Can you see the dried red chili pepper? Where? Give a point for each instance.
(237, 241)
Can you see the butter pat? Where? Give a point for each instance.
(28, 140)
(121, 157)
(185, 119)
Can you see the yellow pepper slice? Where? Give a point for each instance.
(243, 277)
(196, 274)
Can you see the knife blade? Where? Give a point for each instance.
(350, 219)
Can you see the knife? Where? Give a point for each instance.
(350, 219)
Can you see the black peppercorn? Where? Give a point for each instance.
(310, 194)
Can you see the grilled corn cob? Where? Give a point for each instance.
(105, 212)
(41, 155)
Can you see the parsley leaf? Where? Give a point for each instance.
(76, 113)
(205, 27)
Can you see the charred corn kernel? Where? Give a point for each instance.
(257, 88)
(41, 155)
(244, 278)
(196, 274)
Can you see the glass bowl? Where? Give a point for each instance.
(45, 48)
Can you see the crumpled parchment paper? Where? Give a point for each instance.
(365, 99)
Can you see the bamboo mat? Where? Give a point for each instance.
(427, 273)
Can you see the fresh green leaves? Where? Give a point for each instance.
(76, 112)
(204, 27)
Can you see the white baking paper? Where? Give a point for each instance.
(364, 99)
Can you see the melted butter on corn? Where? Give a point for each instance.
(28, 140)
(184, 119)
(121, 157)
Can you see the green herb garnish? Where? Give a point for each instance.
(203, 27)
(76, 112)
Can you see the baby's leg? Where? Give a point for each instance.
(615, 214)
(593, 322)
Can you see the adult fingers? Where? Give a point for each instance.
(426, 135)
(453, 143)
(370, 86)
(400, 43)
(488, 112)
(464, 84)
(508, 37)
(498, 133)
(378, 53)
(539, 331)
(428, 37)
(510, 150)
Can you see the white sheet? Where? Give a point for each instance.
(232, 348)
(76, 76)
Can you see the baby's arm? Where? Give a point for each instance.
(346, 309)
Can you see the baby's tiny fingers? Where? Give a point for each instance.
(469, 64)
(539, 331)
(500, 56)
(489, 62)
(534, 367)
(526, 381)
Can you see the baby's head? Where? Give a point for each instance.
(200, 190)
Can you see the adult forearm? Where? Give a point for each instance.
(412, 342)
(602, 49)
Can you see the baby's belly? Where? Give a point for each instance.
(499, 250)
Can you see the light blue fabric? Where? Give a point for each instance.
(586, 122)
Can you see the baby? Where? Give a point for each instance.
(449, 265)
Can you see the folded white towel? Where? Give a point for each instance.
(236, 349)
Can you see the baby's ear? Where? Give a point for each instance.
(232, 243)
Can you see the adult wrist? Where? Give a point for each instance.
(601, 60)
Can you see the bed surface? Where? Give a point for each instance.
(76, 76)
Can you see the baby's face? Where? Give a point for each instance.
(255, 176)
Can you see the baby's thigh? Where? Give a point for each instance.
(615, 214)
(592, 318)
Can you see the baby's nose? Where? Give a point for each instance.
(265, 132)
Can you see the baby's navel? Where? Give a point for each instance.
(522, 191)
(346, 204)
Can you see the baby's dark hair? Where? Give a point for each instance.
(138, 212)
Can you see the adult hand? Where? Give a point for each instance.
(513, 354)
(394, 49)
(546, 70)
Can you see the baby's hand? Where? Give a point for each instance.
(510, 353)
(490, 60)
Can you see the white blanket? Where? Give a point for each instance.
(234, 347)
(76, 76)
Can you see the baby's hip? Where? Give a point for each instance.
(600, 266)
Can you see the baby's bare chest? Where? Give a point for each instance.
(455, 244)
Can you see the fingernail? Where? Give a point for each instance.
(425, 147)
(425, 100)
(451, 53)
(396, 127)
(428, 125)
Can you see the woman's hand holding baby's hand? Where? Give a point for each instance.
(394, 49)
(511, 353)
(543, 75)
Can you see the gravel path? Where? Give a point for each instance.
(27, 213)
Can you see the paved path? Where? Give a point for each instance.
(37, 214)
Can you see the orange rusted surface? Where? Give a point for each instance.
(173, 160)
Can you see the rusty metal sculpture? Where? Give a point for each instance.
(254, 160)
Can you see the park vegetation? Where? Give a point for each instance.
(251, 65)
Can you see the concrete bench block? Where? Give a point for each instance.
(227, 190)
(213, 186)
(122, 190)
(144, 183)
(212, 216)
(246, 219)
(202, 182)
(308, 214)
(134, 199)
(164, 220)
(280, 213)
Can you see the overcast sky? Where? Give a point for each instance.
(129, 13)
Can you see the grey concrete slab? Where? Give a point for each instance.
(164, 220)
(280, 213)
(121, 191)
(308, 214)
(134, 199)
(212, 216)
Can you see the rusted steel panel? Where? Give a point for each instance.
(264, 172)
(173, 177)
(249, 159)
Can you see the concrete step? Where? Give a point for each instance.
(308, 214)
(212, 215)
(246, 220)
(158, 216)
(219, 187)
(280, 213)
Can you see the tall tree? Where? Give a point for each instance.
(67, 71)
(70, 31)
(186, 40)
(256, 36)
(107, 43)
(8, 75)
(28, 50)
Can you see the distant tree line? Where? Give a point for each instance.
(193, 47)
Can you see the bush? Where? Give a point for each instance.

------------------------

_Requirement:_ Please restate the material above exactly, line by line.

_Solved exercise:_
Can you see the dried red chili pepper? Where? Give a point for each instance.
(237, 241)
Can you see the butter pat? Where? Give a point for each instance.
(28, 140)
(121, 157)
(185, 119)
Can you see the yellow pepper slice? Where? Give a point for each instance.
(243, 277)
(196, 274)
Can you see the knife blade? Where? Give a point for each instance.
(350, 219)
Can you see the knife? Where? Give a point for each instance.
(350, 219)
Can you see the black peppercorn? Where? Give a point for each instance.
(310, 194)
Can you see the grilled corn cob? Where? Give a point for each instance.
(105, 212)
(41, 155)
Can you see the parsley leaf? Where? Give a point for each instance.
(76, 113)
(205, 27)
Can you see the charred corn kernel? Where? Give a point for each instance.
(257, 88)
(41, 155)
(244, 278)
(196, 274)
Can you see the glass bowl? Where? Give a point for each instance.
(45, 48)
Can you see the crumpled parchment paper? Where? Give a point for each instance.
(365, 99)
Can you see the bamboo mat? Where? Give a point for each instance.
(427, 273)
Can you see the fresh green leaves? Where? Give a point for each instance.
(76, 112)
(204, 27)
Can you see the white baking paper? Where? Give a point for each instance.
(364, 99)
Can you see the melted butter on corn? Where? Give a point for each instance.
(28, 140)
(184, 119)
(121, 157)
Can you see the green herb garnish? Where? Give a point for each instance.
(203, 27)
(76, 112)
Can you see the baby's leg? Where? Give a point for each instance.
(615, 214)
(593, 322)
Can you see the adult fingers? Where? Give a point for each instance.
(426, 135)
(453, 143)
(370, 86)
(400, 43)
(488, 112)
(464, 84)
(508, 37)
(498, 133)
(378, 53)
(539, 331)
(428, 37)
(510, 150)
Can you see the white sheet? Where? Give a point for each instance.
(232, 348)
(76, 76)
Can you see the baby's arm? Where? Give a point for each instance.
(346, 309)
Can you see the baby's tiny fingers? Where? Give a point for each instance.
(469, 64)
(539, 331)
(500, 56)
(489, 62)
(534, 367)
(526, 381)
Can you see the baby's head? Where? Give a point for each instance.
(200, 190)
Can you see the adult forearm? Where? Give a point for each instance.
(412, 342)
(602, 49)
Can you see the baby's belly? Where? Give a point for each instance.
(499, 250)
Can you see the light blue fabric? Where? Give a point for each instance.
(586, 122)
Can you see the baby? Where? Give a point for each instance.
(449, 265)
Can you see the folded white towel? Where? Give a point for each instance.
(236, 349)
Can you see the baby's ear? Where? Give a point for each instance.
(232, 243)
Can you see the adult wrist? Where? Give a point for each instance.
(601, 60)
Can you see the bed surface? Where? Give a point for each instance.
(76, 76)
Can you see the baby's face? Where? Give a point for each instance.
(255, 176)
Can you see the baby's thigh? Where? Give a point for each instance.
(615, 214)
(592, 318)
Can you see the baby's nose? Where? Give a point for each instance.
(265, 132)
Can you see the baby's navel? Where? Give a point for each instance.
(522, 191)
(346, 204)
Can you see the baby's dark hair? Where? Give a point for each instance.
(138, 212)
Can you see the adult hand? Where? Give a point for each instance.
(513, 354)
(394, 49)
(546, 70)
Can you see the baby's hand? Where? Give a point for each instance.
(510, 353)
(490, 60)
Can you see the white blanket? Where? Give a point for each instance.
(234, 347)
(76, 76)
Can you see the baby's hip? Where? Give a point for each instance.
(600, 266)
Can you see the baby's bare chest? Where? Give a point for each instance.
(455, 244)
Can you see the fingernail? Where? Give a point for each instance.
(425, 147)
(425, 100)
(451, 53)
(396, 127)
(428, 125)
Can you see the woman's hand holding baby's hand? Where? Give a point for each instance.
(394, 49)
(511, 353)
(543, 75)
Can you see the gravel path? Where? Give a point for each instance.
(27, 213)
Can you see the paved path? Where? Give a point for each instance.
(37, 214)
Can you see the orange rusted surface? Where? Give a point for each instance.
(173, 160)
Can you see the rusty metal sculpture? Where? Give a point for each instance.
(254, 160)
Can you see the park vegetation? Where? Give a point for each instance.
(251, 65)
Can you see the concrete bench block? Where? Give a point for each instance.
(227, 190)
(213, 186)
(122, 190)
(144, 183)
(212, 216)
(246, 219)
(202, 182)
(308, 214)
(134, 199)
(164, 220)
(280, 213)
Can you see the overcast sky? Where? Give a point for each instance.
(129, 13)
Can you see the grey concrete slab? Where? Give a point for each instance.
(164, 220)
(280, 213)
(121, 191)
(308, 214)
(134, 199)
(212, 216)
Can you see the rusted steel panel? Where? Give a point for each instance.
(264, 172)
(173, 177)
(249, 159)
Can you see the concrete step? Where? Give a point for each instance.
(308, 214)
(212, 215)
(246, 220)
(158, 216)
(219, 187)
(280, 213)
Can you see the tall tree? Where? Give a point for each instance.
(67, 71)
(70, 31)
(186, 40)
(256, 36)
(107, 43)
(8, 75)
(28, 50)
Can you see the distant tree line? Where? Give a point for each instance.
(193, 47)
Can you see the bush? Where? Give a point for each instance.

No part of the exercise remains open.